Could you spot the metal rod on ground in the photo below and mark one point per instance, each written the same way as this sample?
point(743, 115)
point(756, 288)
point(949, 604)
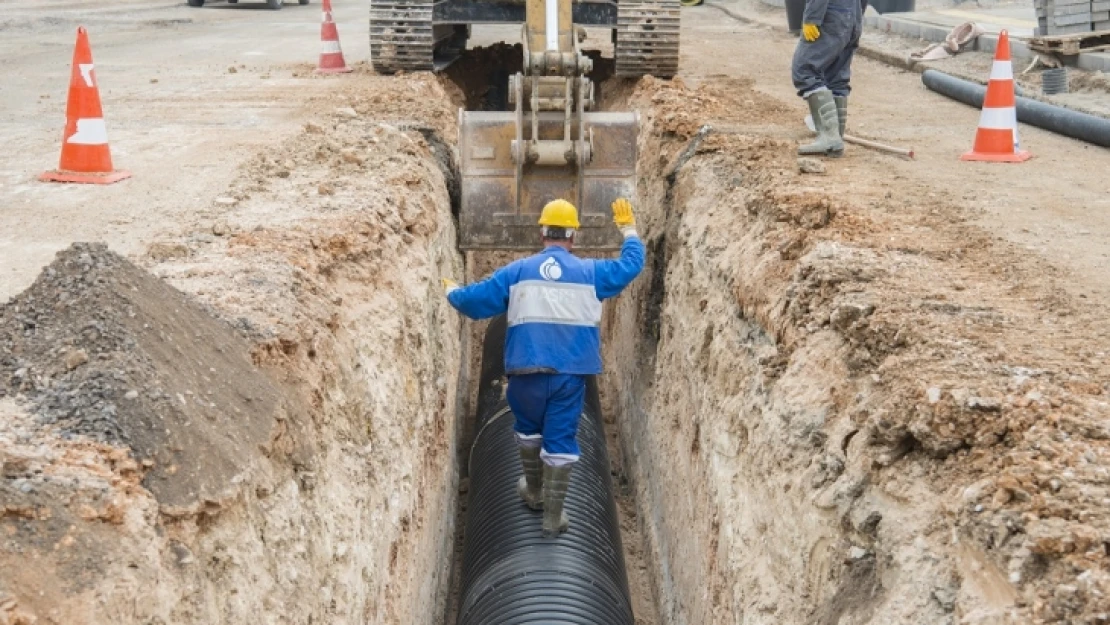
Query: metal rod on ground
point(866, 142)
point(879, 147)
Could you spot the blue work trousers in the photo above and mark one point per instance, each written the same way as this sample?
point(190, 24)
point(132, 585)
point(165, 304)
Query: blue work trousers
point(827, 61)
point(547, 406)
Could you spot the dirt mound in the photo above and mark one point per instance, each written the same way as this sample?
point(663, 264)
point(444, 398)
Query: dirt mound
point(104, 351)
point(854, 384)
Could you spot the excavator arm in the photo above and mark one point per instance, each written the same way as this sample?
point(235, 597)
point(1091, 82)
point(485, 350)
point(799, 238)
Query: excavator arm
point(552, 145)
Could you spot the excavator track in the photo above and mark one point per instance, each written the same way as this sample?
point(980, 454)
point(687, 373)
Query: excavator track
point(647, 38)
point(401, 36)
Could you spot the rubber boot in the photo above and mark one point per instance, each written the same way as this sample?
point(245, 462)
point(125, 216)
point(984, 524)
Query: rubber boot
point(828, 141)
point(556, 481)
point(531, 486)
point(841, 112)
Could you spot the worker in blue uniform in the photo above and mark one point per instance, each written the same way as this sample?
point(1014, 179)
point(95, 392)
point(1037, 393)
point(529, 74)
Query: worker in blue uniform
point(821, 68)
point(553, 301)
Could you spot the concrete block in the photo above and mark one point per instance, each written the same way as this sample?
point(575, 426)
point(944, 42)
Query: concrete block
point(1072, 29)
point(1073, 10)
point(1072, 20)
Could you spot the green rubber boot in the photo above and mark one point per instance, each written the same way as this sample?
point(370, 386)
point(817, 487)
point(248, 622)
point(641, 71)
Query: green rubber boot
point(556, 482)
point(841, 112)
point(828, 142)
point(531, 486)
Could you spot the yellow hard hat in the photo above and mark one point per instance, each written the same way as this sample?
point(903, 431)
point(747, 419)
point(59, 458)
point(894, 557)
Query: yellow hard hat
point(559, 213)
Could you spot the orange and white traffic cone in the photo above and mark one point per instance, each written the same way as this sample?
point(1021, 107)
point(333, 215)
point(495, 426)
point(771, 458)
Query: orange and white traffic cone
point(997, 138)
point(331, 54)
point(86, 157)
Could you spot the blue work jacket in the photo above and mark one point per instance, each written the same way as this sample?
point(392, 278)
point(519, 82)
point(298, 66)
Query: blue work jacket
point(554, 305)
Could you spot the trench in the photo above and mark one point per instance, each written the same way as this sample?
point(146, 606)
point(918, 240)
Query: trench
point(743, 485)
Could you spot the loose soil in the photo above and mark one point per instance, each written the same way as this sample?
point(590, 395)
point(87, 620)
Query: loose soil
point(871, 395)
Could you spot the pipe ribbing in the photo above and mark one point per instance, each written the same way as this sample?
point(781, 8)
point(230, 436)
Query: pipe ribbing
point(511, 574)
point(1057, 119)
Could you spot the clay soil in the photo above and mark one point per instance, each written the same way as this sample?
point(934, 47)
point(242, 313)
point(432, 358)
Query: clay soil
point(231, 391)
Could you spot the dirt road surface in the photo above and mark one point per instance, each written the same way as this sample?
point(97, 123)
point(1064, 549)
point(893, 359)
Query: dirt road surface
point(188, 93)
point(869, 395)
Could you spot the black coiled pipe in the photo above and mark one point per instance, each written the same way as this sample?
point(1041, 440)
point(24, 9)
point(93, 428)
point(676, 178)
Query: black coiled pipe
point(1057, 119)
point(511, 574)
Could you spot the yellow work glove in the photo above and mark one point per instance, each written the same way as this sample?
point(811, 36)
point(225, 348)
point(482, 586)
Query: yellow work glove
point(623, 217)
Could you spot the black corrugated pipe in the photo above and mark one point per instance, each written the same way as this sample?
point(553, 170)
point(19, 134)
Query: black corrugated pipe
point(1057, 119)
point(511, 573)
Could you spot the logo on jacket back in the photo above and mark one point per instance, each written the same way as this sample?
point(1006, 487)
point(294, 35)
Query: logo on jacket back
point(551, 270)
::::
Print all of the rows above again word for word, leaving out the pictures.

Written answer:
Could you spot the metal rod on ground in the photo below and mark one point per instance, each written the same way as this sample?
point(743, 115)
point(756, 288)
point(949, 604)
Query: metal rod on ground
point(866, 142)
point(879, 147)
Could you spot the blue work trousers in the photo above and mark one point per instance, each written the same way as this sample?
point(190, 24)
point(132, 585)
point(165, 304)
Query: blue work trousers
point(827, 61)
point(547, 406)
Could you spot the dirt mound in the photo above and mark one point per instance, each written the same way as this sample?
point(663, 264)
point(444, 398)
Query: dirt mound
point(104, 351)
point(854, 384)
Could you spot the excavator arm in the photo above and mark one point per instance, each written the same way as this sample?
point(235, 597)
point(1091, 82)
point(485, 350)
point(799, 238)
Query: excavator arm
point(552, 145)
Could you spot the excavator track in the photo above and mark one point per instance, each written the same way as this sample?
point(980, 454)
point(687, 373)
Query: excavator track
point(647, 38)
point(401, 36)
Could you spot the rubber boot in the photo above and mark one point per instance, each written the same way as this sample?
point(245, 462)
point(125, 216)
point(984, 524)
Query: rubber boot
point(828, 141)
point(556, 481)
point(531, 486)
point(841, 112)
Could you spot the worker in blue uniform in the photo above and mark one point per instance, each written the same way as this sample?
point(1014, 179)
point(95, 392)
point(1037, 393)
point(529, 74)
Query: worker in blue uniform
point(821, 68)
point(553, 301)
Could you spot the concrete block in the photo above and mark one point per instance, each written the same way as this sample?
point(575, 426)
point(944, 42)
Query: concrete block
point(1072, 29)
point(1073, 10)
point(1072, 20)
Could you spot the green rubber boot in the photo above and mark one point per instance, each written the same way as this sample?
point(370, 386)
point(817, 487)
point(248, 622)
point(641, 71)
Query: green rubber boot
point(556, 482)
point(841, 112)
point(828, 142)
point(531, 486)
Could you spot the yellow hard hat in the photo above and mark one point per instance, each written the same way as this sample?
point(903, 431)
point(747, 419)
point(59, 458)
point(894, 557)
Query: yellow hard hat
point(559, 213)
Could you spot the orange and white traffic cone in the photo above and mark one point per instance, each written the same way as this sample?
point(1021, 107)
point(333, 215)
point(495, 426)
point(771, 458)
Query: orange and white traffic cone
point(997, 138)
point(331, 54)
point(86, 157)
Could you spot the blue work jacket in the photo above and mark one point per instance, each written the same way as this sample?
point(392, 278)
point(519, 82)
point(298, 66)
Query: blue work jacket
point(554, 305)
Could you spot the trench in the photo above and mark one point per instance, each written the same way as this sample?
point(146, 606)
point(918, 240)
Query: trench
point(743, 485)
Could you spot the loose soil in the photo above and mark one point per instance, each written the same way as this sample?
point(590, 395)
point(87, 620)
Query: loose soil
point(871, 395)
Could you spot the pipe ribbing in the photo above and mark one point per instance, each written the same way as this sample?
point(781, 8)
point(230, 436)
Query: pipe ribbing
point(511, 574)
point(1057, 119)
Could you spot the clay soil in the photo above and mark one point per instance, each written the same way as this sample?
point(934, 47)
point(242, 313)
point(432, 358)
Query: clay soil
point(231, 391)
Could you spot the dirt road surface in the photo above and mark one point per instance, each written the same way as this sample?
point(97, 123)
point(1064, 549)
point(893, 359)
Query: dirt road surface
point(188, 93)
point(869, 395)
Could you spot the black coiled pipe in the photo above and mark one point per instance, each written the same way as this sample?
point(1041, 440)
point(24, 9)
point(93, 428)
point(676, 178)
Query: black coiled pipe
point(1057, 119)
point(511, 574)
Could you spot the yellow work glove in the photo above and mark one point per instance, each written the same way as this sample?
point(811, 36)
point(225, 348)
point(482, 586)
Query: yellow work glove
point(623, 217)
Could you spot the black corrugated pipe in the photo above and mark one point per instance, each written the same way as this sample?
point(553, 170)
point(19, 134)
Query: black corrugated pipe
point(1057, 119)
point(511, 573)
Could you spot the logo on jacket back in the photo above and mark one point per instance, each written the same way as this sample?
point(1006, 487)
point(294, 35)
Query: logo on jacket back
point(551, 270)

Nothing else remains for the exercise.